Write out exactly the lines between the line containing "Note to the class: indicate the curved" and the end of the records, counting both ends, and leave out all pictures.
========================================
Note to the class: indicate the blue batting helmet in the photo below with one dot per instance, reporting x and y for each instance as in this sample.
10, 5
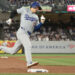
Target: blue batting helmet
35, 4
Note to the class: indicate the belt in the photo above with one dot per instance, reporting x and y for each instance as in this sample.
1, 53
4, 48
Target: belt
26, 31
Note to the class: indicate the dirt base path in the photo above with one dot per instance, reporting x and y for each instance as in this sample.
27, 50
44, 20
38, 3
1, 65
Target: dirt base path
14, 65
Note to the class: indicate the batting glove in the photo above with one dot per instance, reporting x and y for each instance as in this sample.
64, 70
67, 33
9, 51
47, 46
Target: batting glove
9, 22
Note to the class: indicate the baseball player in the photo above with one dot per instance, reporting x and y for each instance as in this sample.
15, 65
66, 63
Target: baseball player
29, 22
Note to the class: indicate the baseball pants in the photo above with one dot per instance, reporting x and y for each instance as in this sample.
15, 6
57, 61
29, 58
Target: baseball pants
23, 39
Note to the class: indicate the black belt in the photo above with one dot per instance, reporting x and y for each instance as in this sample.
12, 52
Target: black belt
27, 31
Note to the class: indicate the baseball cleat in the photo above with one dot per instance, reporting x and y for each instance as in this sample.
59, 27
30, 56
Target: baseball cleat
33, 64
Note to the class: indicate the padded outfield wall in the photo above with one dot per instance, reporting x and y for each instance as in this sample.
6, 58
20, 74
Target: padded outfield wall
47, 46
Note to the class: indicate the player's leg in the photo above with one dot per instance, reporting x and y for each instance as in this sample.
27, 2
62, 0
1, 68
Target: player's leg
27, 47
12, 50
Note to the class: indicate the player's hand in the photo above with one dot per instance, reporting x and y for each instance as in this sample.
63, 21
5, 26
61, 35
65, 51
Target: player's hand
9, 22
42, 19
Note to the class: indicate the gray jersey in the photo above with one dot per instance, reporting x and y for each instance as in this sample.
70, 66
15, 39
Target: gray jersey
28, 19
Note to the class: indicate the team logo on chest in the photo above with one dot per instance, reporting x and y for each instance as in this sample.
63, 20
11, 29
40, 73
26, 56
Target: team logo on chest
27, 17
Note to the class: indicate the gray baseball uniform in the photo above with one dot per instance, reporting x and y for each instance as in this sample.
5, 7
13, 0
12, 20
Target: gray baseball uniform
27, 23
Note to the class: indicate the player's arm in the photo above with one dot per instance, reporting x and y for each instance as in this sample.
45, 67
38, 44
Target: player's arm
13, 14
39, 24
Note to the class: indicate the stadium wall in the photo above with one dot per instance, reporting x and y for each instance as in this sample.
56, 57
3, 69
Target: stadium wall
47, 46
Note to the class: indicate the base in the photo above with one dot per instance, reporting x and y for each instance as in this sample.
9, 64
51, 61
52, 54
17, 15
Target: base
37, 70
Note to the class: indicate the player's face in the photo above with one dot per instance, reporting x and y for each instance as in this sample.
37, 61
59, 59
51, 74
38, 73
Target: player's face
34, 10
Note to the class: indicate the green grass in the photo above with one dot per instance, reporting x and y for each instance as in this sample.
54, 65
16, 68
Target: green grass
38, 74
39, 55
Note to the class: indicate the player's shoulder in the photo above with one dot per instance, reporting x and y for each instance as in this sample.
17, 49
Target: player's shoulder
23, 7
36, 16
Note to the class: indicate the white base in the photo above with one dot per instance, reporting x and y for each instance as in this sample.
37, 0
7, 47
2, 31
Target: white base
37, 70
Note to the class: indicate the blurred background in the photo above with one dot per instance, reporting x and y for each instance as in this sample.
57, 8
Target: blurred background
59, 24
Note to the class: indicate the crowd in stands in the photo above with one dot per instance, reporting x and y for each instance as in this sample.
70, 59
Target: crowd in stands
42, 2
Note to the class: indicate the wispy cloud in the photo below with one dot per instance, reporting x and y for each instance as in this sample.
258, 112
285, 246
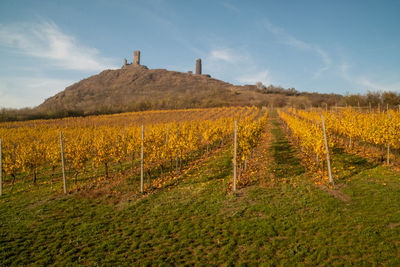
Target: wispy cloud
230, 6
290, 40
45, 40
237, 65
17, 92
253, 78
366, 82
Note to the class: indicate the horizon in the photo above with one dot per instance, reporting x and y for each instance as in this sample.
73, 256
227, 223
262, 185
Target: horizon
311, 46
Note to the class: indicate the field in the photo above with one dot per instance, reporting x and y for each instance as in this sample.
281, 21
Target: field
285, 211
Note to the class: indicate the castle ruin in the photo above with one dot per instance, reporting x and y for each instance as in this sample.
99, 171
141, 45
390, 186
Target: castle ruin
136, 59
198, 66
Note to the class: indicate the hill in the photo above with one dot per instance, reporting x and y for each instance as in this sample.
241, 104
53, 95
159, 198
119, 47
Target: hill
138, 88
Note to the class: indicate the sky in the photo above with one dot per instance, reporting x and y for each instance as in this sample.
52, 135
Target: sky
323, 46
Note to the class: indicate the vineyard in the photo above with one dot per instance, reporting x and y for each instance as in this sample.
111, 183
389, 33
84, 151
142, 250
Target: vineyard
105, 145
219, 186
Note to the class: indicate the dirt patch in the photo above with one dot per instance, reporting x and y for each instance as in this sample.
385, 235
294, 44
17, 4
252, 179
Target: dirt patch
336, 192
393, 225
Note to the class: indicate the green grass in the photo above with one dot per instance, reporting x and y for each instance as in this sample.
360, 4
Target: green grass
198, 221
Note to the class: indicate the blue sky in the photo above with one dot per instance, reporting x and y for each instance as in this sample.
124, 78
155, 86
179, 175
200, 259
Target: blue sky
322, 46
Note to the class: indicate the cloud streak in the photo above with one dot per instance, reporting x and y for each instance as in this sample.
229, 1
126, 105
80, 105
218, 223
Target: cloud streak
366, 82
46, 41
17, 92
290, 40
238, 64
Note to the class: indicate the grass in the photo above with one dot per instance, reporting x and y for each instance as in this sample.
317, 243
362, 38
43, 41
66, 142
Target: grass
199, 221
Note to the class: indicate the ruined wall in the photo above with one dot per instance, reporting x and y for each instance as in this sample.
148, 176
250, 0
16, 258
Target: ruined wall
198, 66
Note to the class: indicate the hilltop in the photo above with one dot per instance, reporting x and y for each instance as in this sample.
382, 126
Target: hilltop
140, 88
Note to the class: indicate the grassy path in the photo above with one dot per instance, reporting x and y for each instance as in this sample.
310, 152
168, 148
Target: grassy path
287, 164
199, 222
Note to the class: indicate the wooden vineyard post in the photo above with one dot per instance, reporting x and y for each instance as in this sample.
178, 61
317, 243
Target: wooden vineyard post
177, 159
141, 162
234, 156
388, 153
1, 171
63, 164
388, 146
327, 151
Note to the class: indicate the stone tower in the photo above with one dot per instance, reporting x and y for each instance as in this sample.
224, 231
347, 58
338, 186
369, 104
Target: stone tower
198, 66
136, 57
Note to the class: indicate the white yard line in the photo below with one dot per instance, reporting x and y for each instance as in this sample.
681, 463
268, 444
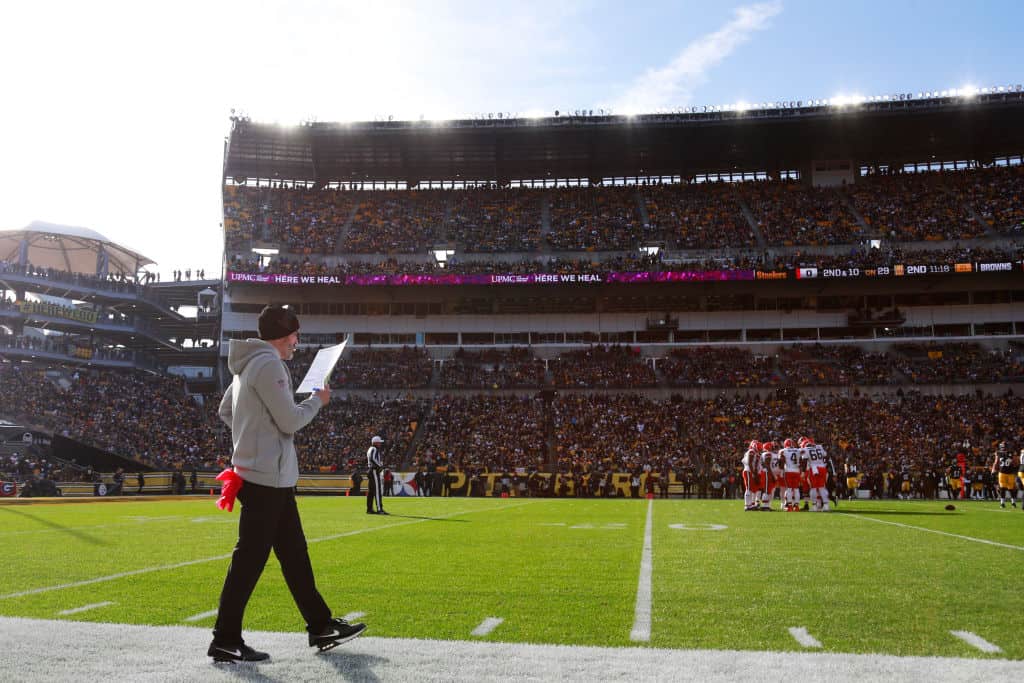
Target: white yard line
804, 638
977, 641
641, 614
215, 558
201, 615
178, 653
84, 608
932, 530
486, 626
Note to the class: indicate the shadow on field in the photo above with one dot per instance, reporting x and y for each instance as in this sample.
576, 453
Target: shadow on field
245, 672
81, 536
896, 512
433, 519
354, 667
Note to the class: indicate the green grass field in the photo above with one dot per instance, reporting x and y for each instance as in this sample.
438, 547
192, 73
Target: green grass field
869, 579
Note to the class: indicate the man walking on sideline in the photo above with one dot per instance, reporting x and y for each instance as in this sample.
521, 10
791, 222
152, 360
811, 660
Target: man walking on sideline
375, 485
260, 409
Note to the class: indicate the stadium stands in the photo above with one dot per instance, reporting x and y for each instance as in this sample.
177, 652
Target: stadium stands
902, 207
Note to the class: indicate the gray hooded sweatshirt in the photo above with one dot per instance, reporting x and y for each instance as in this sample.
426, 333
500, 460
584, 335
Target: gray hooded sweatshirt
260, 409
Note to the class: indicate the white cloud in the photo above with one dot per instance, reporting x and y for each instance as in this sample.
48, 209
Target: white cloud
673, 85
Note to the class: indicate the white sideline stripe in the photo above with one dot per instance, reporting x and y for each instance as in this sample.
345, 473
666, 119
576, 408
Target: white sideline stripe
178, 653
977, 641
84, 608
486, 626
641, 615
804, 638
932, 530
178, 565
201, 615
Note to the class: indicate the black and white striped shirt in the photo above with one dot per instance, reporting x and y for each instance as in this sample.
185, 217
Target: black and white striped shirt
374, 460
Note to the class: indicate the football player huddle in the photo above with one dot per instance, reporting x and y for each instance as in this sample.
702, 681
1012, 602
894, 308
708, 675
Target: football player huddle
798, 468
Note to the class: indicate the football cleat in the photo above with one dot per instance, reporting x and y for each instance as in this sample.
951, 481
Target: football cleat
336, 632
238, 652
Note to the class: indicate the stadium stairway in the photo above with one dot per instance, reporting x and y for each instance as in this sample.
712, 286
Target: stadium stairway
753, 222
414, 443
545, 222
339, 243
445, 221
989, 228
853, 210
642, 210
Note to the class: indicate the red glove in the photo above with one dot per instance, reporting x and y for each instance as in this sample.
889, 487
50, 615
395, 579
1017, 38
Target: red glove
229, 489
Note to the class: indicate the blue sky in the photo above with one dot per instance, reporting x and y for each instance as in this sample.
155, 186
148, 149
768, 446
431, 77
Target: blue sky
115, 113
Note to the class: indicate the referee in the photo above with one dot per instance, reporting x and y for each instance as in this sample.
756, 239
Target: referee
375, 465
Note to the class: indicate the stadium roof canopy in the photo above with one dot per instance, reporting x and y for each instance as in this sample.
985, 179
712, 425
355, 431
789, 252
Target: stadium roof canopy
68, 248
686, 143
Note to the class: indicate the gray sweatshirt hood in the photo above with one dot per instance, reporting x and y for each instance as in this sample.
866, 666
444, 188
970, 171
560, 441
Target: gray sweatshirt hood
243, 351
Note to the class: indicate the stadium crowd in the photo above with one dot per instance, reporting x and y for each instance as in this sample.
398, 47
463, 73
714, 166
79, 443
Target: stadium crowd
704, 216
903, 207
790, 213
493, 369
578, 433
602, 367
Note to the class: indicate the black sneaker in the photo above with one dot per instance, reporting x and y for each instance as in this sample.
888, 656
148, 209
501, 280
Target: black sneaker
239, 652
336, 632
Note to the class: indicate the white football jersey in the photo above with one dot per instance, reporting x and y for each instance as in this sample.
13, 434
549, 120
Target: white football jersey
791, 459
816, 457
752, 461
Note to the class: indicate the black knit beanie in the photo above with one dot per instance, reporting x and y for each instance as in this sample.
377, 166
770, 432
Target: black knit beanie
275, 322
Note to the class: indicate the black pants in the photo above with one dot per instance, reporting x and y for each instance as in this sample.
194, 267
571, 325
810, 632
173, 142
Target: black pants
375, 489
269, 518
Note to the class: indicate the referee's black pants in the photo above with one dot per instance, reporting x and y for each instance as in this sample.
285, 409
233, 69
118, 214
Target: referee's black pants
375, 489
269, 518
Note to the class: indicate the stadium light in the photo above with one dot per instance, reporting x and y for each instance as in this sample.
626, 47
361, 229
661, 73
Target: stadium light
442, 255
968, 91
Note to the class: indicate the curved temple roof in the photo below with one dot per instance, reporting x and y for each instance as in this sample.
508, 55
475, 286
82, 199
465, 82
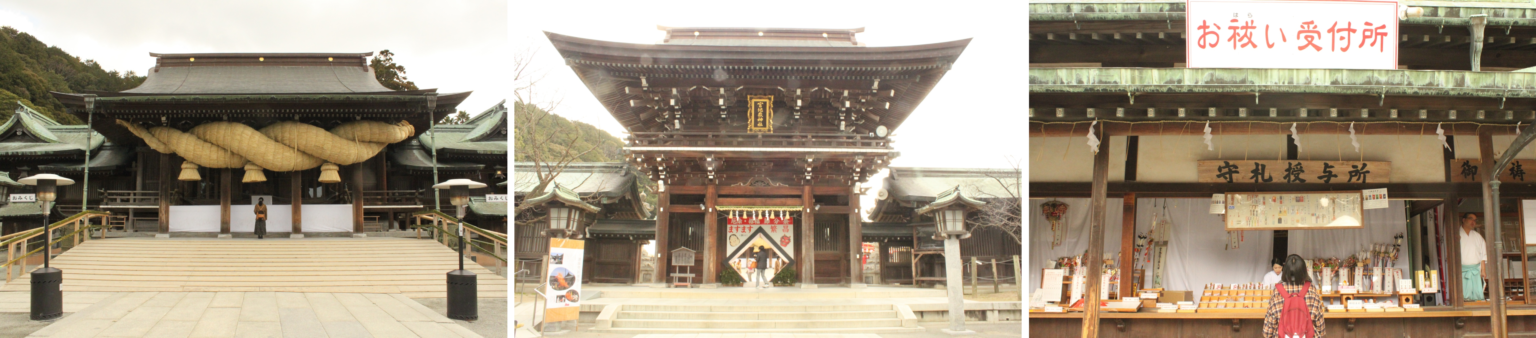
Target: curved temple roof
610, 69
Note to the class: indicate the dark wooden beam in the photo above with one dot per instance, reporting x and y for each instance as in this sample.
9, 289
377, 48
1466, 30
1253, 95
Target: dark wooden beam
807, 240
1492, 232
297, 192
225, 198
761, 202
710, 232
662, 226
1416, 191
1266, 128
166, 180
1095, 240
1128, 237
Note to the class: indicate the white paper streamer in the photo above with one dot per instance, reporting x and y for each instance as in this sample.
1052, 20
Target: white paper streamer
1295, 137
1092, 140
1208, 137
1352, 140
1440, 134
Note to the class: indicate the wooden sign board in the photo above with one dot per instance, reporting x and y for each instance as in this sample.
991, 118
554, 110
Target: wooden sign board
1295, 172
1464, 169
682, 257
1295, 211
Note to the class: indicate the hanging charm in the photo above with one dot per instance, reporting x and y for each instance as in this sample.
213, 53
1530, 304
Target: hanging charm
1054, 211
1092, 140
1440, 134
1295, 137
1208, 137
1352, 140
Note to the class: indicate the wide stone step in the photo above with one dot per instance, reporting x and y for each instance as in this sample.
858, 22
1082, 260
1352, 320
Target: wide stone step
756, 309
754, 324
759, 315
728, 332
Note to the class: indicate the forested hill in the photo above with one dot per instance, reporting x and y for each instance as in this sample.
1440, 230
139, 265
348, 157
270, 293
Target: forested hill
609, 148
29, 69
========================================
## RESULT FOR THIS EXERCISE
Note to the class: indicate the curved temple roof in the photo below with one dot per instance, reporting x and y for each instance as in this sample.
508, 55
475, 286
82, 199
465, 82
Target: curved temple roof
610, 69
Note to the class: indicate the dark wooden beam in the photo above with one dot per instance, reporting x and y for each instance as in this sample.
9, 289
377, 48
1466, 30
1253, 95
Target: dark wooden beam
807, 240
1492, 232
297, 192
225, 198
761, 202
710, 232
662, 226
1416, 191
1266, 128
166, 180
1095, 240
1128, 237
Note to the class: indicate the white paper streamer in the photo above with one dot per instance, reporting x and y for each instance as in this sample.
1052, 20
Target: white paper streamer
1295, 137
1092, 140
1208, 137
1352, 140
1440, 134
Note to the class: indicate the wooden sign board in the photo above with one dot per instance, reporting x and y for each instance as in this sample.
991, 118
554, 110
Target: wooden sign board
1295, 172
1464, 169
682, 257
1295, 211
Note to the class: indicate the hanging charm in the photo above with one dot per instance, reporting x and y for each instance as in this sample.
213, 53
1530, 304
Target: hanging charm
1054, 211
1092, 140
1440, 134
1295, 137
1208, 137
1352, 140
Note to the class: indicate the wide stone step in the photo above with one dot per instance, reporting x and y for each instance as in this sample.
858, 22
1082, 260
1352, 320
Target: wide stone step
756, 309
754, 324
759, 315
728, 332
Note to the class: indicate the forested hill in the photo above with one dot per instance, reporting x and y for each instance as in this sample.
1440, 230
139, 265
348, 157
270, 293
Target: forested hill
609, 148
29, 69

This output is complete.